• The request:
Copy every line from the start of the items through the line containing "xmin=369 ymin=108 xmax=390 ymax=168", increasing each bounding-box coordinate in the responses by 7 and leaving all other text unchanged.

• Region labeling records:
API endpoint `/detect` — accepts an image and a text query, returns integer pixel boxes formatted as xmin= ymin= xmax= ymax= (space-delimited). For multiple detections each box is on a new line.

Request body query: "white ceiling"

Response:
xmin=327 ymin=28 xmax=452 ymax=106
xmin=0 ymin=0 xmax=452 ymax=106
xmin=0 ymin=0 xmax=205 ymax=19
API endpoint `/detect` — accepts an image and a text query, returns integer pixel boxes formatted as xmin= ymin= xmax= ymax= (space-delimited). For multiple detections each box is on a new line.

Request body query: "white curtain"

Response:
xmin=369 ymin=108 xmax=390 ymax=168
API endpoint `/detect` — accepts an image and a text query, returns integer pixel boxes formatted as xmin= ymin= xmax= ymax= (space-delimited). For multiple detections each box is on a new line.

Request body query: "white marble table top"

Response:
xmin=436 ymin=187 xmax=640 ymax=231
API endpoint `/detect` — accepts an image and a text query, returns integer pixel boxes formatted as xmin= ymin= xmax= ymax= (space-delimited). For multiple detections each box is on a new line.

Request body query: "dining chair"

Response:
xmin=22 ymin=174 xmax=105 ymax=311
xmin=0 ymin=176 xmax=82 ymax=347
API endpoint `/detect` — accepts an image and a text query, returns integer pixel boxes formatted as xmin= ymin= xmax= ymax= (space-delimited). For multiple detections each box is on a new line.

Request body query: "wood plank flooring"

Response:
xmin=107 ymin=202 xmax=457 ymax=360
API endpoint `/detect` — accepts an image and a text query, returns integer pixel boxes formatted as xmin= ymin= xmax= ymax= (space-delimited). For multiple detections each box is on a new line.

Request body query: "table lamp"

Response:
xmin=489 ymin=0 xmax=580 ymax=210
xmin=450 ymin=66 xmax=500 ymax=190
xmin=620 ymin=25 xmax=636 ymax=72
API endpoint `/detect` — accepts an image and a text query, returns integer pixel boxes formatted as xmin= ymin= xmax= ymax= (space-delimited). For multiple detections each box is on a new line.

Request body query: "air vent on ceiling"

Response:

• Final result:
API endpoint `/detect` — accepts an image and a text query, returns integer pixel boxes formatted as xmin= ymin= xmax= ymax= (space-delimited). For multiple detections each box is on a new line.

Request body query: "white ceiling"

Response:
xmin=334 ymin=35 xmax=459 ymax=113
xmin=7 ymin=7 xmax=459 ymax=113
xmin=7 ymin=7 xmax=212 ymax=26
API endpoint `/detect` — accepts an image and a text query, returns integer pixel boxes formatted as xmin= ymin= xmax= ymax= (space-delimited). For multiple detections each box is on a new line.

Request body query: "white curtain"

Response:
xmin=376 ymin=115 xmax=397 ymax=175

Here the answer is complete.